Document section:
—————

Imagine: you’re a loyal public servant working for a large city. You understand the critical role cities play in 21st Century societies. You take your job seriously and want to make smart, informed decisions. But you’re very busy, and keeping up with the dizzying array of information services available to you, both internally and externally, can be a challenge.
Put another way: you want the best possible information to help you do your job well, but you don’t want to spend a lot of time, effort, and money getting it.
Here’s one suggestion: focus on Big Data. Prioritize getting information services that leverage Big Data to provide you with a deeper, more complete picture of what’s going on around you. Big Data matters because it’s empirical. It takes a hard-boiled, “just the facts” approach. It sifts through myriad facts to reveal new patterns. It helps you make new connections, and connect the dots. Sometimes, it can even help you predict future events—ranging from water-demand surges to smash-and-grab burglaries in a particular shopping district to a new pandemic.

—————

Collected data
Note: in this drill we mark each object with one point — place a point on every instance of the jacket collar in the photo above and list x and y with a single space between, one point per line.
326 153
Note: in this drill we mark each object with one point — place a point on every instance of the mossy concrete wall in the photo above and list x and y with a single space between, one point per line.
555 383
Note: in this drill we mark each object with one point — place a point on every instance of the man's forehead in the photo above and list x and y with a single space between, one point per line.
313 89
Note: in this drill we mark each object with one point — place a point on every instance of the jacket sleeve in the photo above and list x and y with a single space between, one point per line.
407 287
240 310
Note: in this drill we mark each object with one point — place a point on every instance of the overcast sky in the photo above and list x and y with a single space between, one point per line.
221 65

—————

Required tasks:
1 - Decide whether each statement agrees with the Big Data passage, answering yes or no and quoting the words that settle it: (a) The public servant described works for a small town. (b) Big Data matters because it is empirical. (c) Big Data can always predict future events.
2 - Write what comes next in the Big Data passage, picking up after its final sentence.
The records have nothing to do with the Big Data passage.

Written answers:
1 -
(a) No: "working for a large city"
(b) Yes: "Big Data matters because it’s empirical."
(c) No: "Sometimes, it can even help you predict future events"

2 -
If you’re searching for sources of Big Data that can be valuable for public safety, public health, school safety and emergency response missions, here’s one place to look: your local emergency number dispatch database. 911 CAD systems in the United States, similar 211 systems in Europe, and emergency number services around the world capture the heartbeats of a city (or, at least, its arrhythmias). Emergency number operators record citizens’ most immediate concerns in the midst of crises. They link these citizens to local first responders, who provide critical services that help keep citizens safe, and save lives. Emergency number systems are crucial for citizen health and safety, but they are also treasure troves of valuable data. And this treasure should be mined.
As Carl Simpson, Director of 911 Emergency Communications for the City and County of Denver, pointed out in one of my recent posts, “911 CAD systems, potentially, are a rich Big Data resource for cities in general—and especially for first responders. Our 911 data can reveal important patterns, and help our first responders not only stay on top of breaking events, but also anticipate them.” Emergency number databases, when linked to the right information access, distribution, and display tools, can provide incredible pictures of the critical real-time events happening right now in your city.
But they are only one Big Data resource at the disposal of cities. Public records, agency data repositories, crime statistics, transportation data, and many other sources within a city can also be mined and put to good use.
To do this, cities need access to new “trusted information exchange services” that can tie their various Big Data repositories together. They need new business & security intelligence and analytics services that make Big Data useful and effective. They need these “new with less” information services to be hosted in highly secure, highly flexible, government-certified cloud environments such as Windows Azure.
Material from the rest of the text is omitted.